EXERCISE REQUIREMENTS>
Go through the data and copy every line in which "wheel" appears.

[RECORDS SUPPLIED]

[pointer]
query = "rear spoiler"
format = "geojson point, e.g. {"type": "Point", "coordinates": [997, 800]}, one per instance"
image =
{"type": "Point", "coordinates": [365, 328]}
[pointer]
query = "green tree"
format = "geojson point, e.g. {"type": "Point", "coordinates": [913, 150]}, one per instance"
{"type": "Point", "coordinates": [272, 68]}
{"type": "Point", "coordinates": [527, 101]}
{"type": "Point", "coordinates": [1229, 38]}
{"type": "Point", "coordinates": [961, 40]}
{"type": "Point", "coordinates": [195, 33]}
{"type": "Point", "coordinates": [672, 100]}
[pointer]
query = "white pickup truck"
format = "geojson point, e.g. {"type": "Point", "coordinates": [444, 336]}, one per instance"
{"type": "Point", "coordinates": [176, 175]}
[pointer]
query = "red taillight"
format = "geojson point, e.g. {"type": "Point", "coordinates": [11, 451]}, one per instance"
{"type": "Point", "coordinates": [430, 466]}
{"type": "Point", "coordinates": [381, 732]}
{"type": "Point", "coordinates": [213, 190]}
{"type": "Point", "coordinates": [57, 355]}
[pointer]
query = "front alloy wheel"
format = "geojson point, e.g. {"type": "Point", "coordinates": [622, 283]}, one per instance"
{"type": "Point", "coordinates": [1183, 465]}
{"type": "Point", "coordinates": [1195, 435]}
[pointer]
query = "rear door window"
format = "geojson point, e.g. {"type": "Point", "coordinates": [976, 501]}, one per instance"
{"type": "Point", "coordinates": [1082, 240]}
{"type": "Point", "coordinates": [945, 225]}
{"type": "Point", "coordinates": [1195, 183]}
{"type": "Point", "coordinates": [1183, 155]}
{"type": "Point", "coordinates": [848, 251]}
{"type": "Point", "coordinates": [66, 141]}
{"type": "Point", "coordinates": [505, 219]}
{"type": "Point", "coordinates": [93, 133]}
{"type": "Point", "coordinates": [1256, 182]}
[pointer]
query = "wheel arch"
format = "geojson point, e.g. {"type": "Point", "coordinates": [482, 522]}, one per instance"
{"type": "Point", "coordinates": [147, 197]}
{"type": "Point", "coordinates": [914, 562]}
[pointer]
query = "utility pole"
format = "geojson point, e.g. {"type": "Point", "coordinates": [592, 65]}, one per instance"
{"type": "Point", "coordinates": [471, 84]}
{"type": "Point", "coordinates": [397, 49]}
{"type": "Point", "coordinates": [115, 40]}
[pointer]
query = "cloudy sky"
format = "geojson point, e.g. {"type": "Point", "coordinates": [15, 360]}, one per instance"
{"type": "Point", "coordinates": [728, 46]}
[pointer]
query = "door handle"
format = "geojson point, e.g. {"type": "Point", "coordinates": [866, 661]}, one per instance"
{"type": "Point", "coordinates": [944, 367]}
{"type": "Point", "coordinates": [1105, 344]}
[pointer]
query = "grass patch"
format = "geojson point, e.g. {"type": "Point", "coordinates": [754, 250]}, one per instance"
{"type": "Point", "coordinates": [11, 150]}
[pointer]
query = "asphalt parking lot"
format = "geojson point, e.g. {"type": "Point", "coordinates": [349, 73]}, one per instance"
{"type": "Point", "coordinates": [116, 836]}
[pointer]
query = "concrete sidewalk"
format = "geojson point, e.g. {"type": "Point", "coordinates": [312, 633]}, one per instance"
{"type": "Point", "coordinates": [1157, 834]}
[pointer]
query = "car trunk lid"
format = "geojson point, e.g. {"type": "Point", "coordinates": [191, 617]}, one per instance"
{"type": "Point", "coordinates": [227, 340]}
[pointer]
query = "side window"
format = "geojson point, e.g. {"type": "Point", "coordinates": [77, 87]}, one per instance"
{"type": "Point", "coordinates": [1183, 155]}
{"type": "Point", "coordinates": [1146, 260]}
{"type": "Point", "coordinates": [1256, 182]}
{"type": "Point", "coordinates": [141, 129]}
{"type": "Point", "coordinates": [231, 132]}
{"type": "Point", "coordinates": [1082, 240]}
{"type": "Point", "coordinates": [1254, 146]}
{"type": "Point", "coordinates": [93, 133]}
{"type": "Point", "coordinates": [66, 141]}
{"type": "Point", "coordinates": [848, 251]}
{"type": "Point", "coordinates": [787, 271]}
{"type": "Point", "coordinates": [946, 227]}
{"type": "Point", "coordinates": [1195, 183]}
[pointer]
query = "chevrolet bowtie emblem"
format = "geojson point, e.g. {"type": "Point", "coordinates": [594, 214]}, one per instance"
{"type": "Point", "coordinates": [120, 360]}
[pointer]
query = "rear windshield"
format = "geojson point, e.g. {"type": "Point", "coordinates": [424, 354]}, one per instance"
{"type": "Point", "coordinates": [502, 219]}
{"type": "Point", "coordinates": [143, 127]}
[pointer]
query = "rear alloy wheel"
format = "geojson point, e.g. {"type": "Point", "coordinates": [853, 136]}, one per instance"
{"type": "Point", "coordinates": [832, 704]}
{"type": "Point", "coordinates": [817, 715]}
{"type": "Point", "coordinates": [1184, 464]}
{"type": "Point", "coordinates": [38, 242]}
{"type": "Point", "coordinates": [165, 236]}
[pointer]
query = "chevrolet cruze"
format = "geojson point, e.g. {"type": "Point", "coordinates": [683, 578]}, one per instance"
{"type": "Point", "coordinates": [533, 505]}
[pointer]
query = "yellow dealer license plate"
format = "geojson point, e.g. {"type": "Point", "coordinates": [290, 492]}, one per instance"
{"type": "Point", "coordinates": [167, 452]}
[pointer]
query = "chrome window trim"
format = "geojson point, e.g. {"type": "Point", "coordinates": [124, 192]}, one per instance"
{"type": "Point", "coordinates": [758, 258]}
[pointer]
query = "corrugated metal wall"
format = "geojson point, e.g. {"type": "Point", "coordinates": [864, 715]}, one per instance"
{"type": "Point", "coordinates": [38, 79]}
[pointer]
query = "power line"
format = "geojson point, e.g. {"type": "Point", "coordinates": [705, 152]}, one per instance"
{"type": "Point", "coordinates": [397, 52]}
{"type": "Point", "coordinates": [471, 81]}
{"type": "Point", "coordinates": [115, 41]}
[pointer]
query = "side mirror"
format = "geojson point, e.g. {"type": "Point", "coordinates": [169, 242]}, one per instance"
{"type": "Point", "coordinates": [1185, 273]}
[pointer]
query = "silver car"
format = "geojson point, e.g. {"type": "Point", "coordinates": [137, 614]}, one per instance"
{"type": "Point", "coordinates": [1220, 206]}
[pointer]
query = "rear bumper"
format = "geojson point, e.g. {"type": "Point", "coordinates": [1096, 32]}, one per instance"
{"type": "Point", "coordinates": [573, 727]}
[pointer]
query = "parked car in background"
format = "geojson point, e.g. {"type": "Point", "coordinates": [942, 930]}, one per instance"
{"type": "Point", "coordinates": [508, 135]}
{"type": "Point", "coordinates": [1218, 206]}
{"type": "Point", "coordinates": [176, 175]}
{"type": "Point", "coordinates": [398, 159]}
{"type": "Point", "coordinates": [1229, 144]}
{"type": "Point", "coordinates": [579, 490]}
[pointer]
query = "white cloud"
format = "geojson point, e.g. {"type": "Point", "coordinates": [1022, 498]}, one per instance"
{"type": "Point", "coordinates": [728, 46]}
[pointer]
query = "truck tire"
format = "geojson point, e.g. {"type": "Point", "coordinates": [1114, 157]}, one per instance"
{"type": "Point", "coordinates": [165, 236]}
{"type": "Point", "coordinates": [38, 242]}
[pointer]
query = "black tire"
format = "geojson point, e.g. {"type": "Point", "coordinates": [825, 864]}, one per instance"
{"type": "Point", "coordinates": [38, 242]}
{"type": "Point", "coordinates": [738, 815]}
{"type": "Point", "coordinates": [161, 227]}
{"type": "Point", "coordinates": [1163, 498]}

[/RECORDS SUPPLIED]
[RECORDS SUPPLIED]

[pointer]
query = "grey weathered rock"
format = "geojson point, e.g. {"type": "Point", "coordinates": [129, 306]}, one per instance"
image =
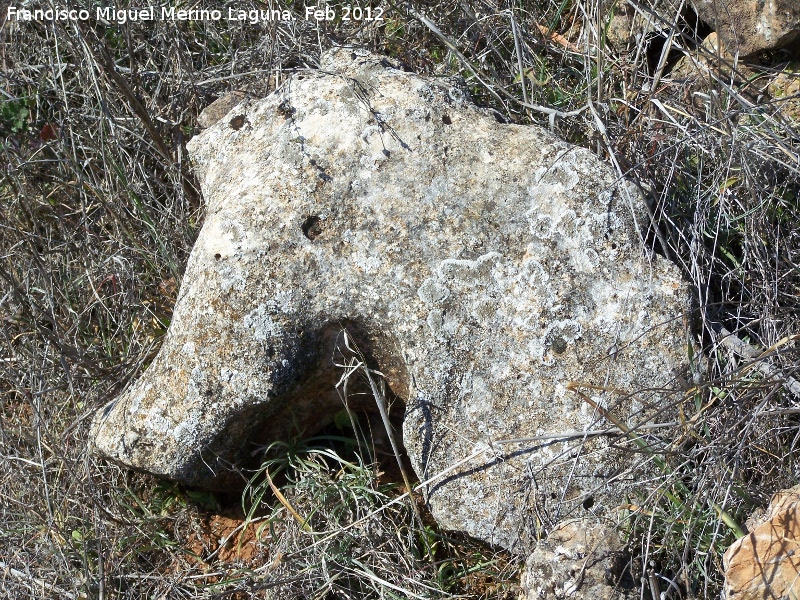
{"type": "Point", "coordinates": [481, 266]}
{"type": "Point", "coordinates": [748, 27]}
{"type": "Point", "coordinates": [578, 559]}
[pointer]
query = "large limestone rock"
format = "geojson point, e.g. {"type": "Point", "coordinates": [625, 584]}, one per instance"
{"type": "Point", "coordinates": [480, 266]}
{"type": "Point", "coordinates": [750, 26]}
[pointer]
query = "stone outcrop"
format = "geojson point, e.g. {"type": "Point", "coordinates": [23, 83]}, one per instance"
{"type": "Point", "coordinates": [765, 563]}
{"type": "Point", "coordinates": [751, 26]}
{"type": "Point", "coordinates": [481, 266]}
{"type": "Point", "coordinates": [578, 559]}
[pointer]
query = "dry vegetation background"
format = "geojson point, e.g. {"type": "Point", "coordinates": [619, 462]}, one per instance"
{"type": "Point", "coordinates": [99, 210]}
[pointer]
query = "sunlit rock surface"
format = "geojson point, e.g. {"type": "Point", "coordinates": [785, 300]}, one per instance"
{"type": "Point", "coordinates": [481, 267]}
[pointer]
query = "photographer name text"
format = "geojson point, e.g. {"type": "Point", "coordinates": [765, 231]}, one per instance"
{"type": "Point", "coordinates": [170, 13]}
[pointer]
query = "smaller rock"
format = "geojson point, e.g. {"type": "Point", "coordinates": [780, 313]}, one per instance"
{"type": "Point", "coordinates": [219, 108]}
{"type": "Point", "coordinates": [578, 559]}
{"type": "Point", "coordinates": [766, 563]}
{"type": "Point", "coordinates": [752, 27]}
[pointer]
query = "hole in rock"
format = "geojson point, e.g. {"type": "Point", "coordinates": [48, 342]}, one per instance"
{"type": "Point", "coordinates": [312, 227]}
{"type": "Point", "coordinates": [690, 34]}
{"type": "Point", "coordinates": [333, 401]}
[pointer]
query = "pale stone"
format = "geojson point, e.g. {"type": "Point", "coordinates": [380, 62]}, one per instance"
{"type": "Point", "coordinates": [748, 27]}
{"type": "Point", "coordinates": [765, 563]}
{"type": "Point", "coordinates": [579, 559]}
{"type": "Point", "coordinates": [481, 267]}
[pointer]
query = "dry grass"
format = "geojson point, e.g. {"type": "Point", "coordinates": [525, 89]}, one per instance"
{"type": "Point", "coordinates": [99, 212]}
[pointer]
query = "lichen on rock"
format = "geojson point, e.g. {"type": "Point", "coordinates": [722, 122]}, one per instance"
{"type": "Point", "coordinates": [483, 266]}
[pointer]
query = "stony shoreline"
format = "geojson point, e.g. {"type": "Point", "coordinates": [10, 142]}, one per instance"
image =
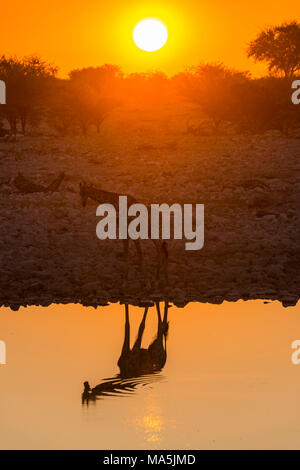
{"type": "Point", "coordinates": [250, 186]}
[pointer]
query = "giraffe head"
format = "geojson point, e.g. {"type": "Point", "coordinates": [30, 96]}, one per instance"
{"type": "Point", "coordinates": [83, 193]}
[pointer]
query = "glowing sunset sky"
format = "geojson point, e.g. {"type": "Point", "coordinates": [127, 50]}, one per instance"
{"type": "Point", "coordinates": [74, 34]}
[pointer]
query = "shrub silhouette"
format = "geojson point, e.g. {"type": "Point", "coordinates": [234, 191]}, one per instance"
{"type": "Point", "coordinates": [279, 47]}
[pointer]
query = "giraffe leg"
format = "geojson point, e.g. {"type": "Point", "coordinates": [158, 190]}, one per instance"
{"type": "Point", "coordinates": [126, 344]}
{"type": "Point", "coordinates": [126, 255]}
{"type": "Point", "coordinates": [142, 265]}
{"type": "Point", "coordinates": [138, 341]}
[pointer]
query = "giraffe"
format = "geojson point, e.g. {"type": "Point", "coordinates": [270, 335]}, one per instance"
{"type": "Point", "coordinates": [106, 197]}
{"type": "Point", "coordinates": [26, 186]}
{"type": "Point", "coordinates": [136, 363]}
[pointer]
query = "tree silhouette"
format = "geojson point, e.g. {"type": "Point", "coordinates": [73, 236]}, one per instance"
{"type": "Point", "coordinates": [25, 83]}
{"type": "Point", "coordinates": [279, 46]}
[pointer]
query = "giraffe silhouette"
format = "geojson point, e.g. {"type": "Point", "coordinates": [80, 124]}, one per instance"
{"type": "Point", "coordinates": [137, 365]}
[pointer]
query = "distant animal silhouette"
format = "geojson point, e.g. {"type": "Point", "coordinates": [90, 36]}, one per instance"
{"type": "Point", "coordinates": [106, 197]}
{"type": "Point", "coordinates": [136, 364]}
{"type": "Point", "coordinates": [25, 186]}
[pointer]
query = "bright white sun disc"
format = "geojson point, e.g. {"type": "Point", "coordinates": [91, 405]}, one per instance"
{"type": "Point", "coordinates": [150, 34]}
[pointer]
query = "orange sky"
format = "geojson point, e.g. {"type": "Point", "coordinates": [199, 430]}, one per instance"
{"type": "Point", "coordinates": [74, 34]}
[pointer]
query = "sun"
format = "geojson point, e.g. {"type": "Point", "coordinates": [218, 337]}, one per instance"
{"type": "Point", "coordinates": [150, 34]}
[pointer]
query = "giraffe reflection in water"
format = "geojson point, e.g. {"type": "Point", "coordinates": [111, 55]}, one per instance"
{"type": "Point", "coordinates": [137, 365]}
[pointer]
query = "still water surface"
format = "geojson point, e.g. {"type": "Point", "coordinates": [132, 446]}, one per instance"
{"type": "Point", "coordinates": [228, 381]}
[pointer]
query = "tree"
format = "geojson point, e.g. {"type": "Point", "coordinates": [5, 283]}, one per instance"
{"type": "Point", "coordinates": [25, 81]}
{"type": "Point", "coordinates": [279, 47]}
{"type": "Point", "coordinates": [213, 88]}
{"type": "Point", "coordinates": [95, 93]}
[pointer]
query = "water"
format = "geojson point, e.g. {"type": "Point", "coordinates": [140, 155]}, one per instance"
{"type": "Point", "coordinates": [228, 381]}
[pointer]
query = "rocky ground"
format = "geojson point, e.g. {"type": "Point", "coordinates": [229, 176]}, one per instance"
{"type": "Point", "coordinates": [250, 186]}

[/RECORDS SUPPLIED]
[RECORDS SUPPLIED]

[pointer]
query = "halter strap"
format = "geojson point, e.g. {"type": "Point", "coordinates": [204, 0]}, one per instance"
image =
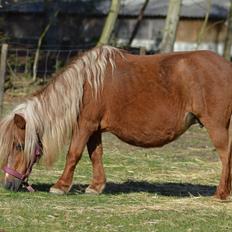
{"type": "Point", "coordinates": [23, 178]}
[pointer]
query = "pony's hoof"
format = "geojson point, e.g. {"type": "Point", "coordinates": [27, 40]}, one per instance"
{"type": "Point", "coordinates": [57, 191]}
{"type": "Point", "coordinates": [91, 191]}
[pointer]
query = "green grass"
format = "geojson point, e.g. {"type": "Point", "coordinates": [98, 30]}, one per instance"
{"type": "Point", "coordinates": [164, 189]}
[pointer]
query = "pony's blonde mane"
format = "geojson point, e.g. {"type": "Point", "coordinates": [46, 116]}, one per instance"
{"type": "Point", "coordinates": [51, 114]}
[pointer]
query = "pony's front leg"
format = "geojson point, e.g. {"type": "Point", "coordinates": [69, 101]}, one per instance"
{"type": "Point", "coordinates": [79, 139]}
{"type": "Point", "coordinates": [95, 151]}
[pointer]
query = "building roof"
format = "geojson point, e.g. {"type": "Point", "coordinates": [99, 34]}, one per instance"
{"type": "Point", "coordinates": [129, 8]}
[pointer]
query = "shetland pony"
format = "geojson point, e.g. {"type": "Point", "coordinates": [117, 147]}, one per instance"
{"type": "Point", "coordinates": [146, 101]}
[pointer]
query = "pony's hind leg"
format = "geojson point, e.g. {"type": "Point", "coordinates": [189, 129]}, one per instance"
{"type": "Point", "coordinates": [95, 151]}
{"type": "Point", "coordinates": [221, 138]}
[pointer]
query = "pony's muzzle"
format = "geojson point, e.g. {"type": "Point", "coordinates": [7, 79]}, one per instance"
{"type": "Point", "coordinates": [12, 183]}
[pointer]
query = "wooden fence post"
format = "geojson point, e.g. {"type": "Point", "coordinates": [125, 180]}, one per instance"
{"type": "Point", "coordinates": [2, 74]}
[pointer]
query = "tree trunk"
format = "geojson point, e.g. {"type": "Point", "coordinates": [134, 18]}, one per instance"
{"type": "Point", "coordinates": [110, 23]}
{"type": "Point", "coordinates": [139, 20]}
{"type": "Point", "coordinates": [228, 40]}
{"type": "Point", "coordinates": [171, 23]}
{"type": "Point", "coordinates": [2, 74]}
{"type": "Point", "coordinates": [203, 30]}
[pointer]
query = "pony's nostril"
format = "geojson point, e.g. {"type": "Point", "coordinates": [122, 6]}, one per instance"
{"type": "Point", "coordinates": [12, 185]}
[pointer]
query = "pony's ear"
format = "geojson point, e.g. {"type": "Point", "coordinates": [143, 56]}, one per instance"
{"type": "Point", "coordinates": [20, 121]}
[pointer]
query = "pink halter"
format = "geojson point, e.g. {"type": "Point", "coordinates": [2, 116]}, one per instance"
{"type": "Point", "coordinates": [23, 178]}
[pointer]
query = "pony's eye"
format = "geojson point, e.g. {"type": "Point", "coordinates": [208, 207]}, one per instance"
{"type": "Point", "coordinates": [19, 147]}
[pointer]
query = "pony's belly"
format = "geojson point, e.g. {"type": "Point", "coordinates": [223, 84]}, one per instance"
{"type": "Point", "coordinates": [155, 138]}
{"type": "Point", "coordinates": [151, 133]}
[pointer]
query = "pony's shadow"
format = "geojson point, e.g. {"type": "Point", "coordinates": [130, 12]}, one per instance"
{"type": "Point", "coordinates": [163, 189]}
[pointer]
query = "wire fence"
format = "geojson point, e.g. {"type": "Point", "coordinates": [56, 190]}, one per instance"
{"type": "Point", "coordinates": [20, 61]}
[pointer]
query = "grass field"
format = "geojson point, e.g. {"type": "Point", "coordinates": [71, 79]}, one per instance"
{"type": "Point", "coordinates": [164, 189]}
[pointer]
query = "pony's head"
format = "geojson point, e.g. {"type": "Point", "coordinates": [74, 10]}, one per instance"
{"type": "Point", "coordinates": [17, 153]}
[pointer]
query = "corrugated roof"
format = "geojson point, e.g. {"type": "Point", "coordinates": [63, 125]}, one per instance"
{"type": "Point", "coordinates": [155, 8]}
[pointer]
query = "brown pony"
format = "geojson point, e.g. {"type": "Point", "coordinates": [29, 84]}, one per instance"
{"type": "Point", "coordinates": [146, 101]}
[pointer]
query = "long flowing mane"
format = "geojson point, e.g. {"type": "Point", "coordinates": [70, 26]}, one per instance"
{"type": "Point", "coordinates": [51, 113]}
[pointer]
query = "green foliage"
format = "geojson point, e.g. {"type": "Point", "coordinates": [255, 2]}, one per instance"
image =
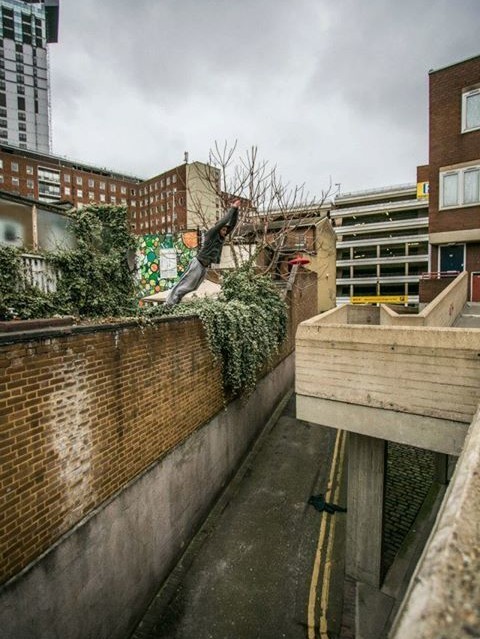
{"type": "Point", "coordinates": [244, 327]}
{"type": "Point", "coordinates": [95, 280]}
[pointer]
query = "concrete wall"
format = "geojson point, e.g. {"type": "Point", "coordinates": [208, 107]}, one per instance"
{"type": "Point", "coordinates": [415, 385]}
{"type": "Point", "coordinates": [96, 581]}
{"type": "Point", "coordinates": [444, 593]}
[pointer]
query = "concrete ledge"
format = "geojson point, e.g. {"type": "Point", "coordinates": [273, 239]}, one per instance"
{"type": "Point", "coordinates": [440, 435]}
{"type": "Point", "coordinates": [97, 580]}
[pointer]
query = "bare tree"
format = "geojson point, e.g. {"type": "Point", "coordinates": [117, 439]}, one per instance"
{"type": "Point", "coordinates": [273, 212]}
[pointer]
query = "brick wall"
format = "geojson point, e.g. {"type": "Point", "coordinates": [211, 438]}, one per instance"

[/RECORDS SUPPLIED]

TASK RESULT>
query = "front alloy wheel"
query = "wheel arch"
query = "rear alloy wheel"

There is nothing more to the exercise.